*EXCERPT TO READ*:
DC: Kardome Spatial Hearing AI is a multi-dimensional soundscape analysis that runs continuously on-device. It maps the 3D environment and separates the sources in the environment with the following procedure:
- Extracts spatial cues: Where is each sound source relative to the device? Not just left/right, but distance and environment geometry. Analyzes reflection patterns: Every sound source creates a unique pattern of reflections off walls, furniture, and surfaces. These patterns act like acoustic fingerprints.
- Separates sources: By understanding these spatial signatures, the system can isolate individual voices – even in a noisy kitchen with three people talking, music playing, and cooking sounds.
R&AN: Many AI robotics platforms are moving compute to the edge for real-time safety. What is Kardome’s processing model – edge, on-device, hybrid – and why? What are the energy and hardware requirements?
DC: The Kardome Voice AI model is built from two submodels: Spatial Hearing AI and Cognition AI. Both operate entirely on the Edge, with the Cognition AI having the capability to activate a third-party Cloud Large Language Model (for example, ChatGPT) for more complex, deeper reasoning.

*EXCERPTED RECORDS*:
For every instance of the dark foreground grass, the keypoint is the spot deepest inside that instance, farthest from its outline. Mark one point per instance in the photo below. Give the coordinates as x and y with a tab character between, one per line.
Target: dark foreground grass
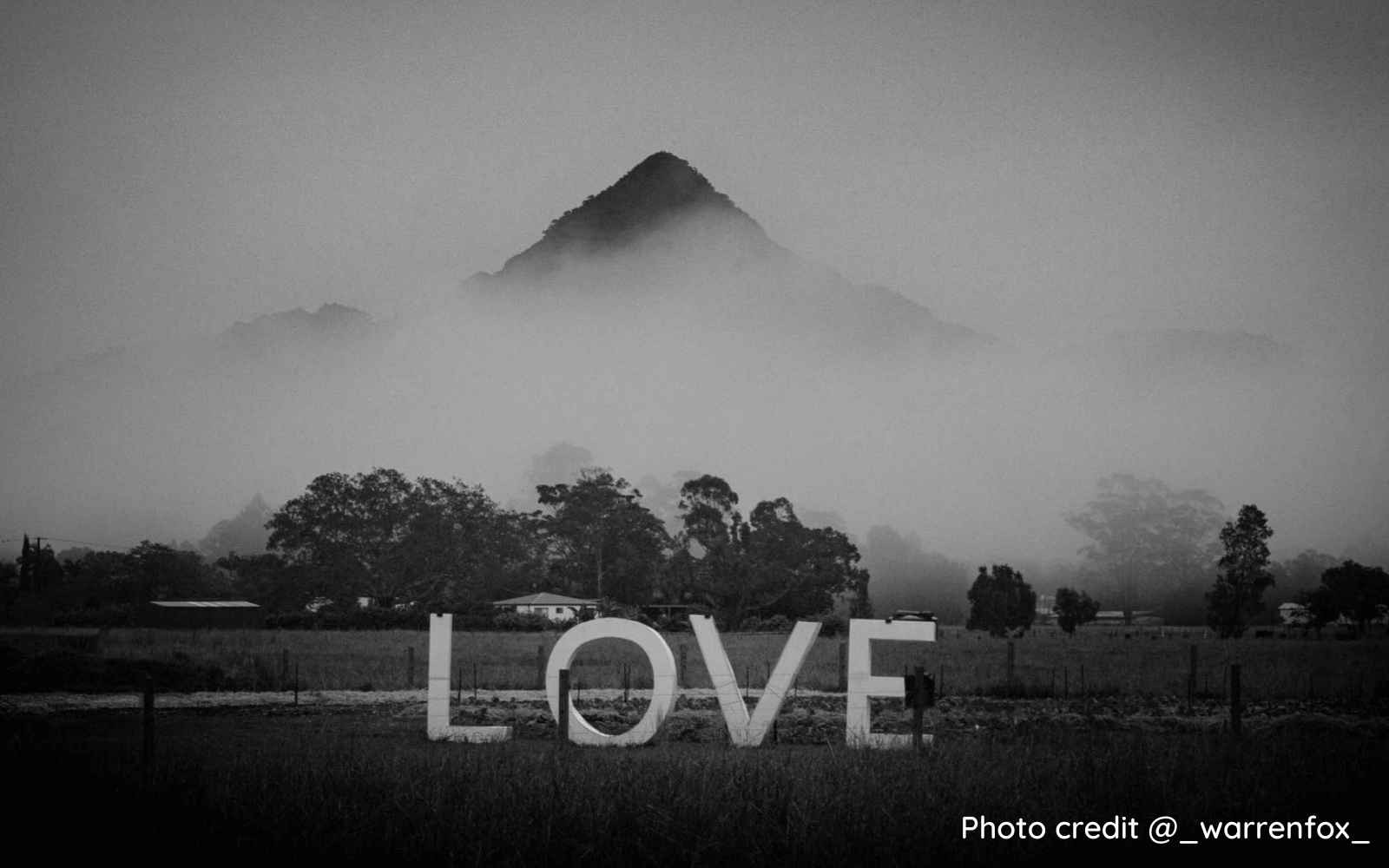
342	788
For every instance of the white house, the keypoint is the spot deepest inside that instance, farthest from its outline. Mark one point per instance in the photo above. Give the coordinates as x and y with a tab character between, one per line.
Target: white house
552	606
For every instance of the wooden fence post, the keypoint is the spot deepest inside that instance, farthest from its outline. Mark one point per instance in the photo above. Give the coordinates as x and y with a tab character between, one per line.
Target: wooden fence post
1235	710
564	707
844	667
918	706
148	724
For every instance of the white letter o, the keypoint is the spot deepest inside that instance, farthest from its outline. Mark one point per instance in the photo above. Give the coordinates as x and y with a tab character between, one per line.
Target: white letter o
663	678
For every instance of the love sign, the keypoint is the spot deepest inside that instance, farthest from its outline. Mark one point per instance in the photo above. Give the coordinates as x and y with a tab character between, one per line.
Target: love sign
743	729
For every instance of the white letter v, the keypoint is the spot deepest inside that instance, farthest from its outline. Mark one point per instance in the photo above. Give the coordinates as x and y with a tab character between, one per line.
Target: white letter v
743	731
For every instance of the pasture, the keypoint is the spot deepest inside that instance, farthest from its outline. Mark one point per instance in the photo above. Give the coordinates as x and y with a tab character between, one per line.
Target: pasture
360	782
1045	663
314	786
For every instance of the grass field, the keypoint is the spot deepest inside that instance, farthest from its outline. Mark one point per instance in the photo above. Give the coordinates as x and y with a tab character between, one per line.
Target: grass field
368	788
1046	663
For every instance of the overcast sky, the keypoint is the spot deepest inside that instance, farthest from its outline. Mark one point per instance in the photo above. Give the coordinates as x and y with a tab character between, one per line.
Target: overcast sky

*TASKS AND EXERCISES*:
1. In the Kardome interview excerpt, what two submodels make up the Kardome Voice AI model?
2. Continue the Kardome interview excerpt from where it stops.

*RESULTS FOR EACH TASK*:
1. Spatial Hearing AI and Cognition AI.

2.
R&AN: Beyond robotics, what commercial deployments or pilots can you share? Are there adoption metrics – customers, deployments, partnerships, or revenue growth indicators – that illustrate traction?
DC: Kardome has successfully transitioned from R&D to commercial scale by securing deep integrations with OEMs and Tier-1 manufacturers, most notably establishing a stronghold in the Asian electronics and automotive markets.
Their proprietary “Spatial Hearing” technology is now deployed in over 11 million devices globally, a figure driven by strategic partnerships with industry giants like LG Electronics (integrating into Smart TVs and appliances), KT Corporation (powering voice control for the Genie TV set-top box) and SK Intellix: Deployed in the “NAMUHX” air-purifier robot, showcasing the tech’s ability to handle motor noise and movement while maintaining voice accuracy.
In the automotive sector, Kardome has achieved critical validation through its integration into Panasonic Automotive’s SkipGen2 infotainment system and Nvidia’s Drive AGX platform, while also collaborating with the Renault Group on the H1st Vision concept car.
This commercial traction is backed by significant financial and operational growth, including a $10 million Series A round led by Korea Investment Partners with strategic backing from the Hyundai Motor Group, and the establishment of a regional headquarters in Seoul to directly support its primary supply chain partners.
R&AN: We see Nvidia, Tesla, Figure AI and others discussing “physical AI” as the next computing platform. Where does Spatial Hearing AI fit within that emerging ecosystem, and how do you expect voice-driven interaction with machines to evolve over the next 3-5 years?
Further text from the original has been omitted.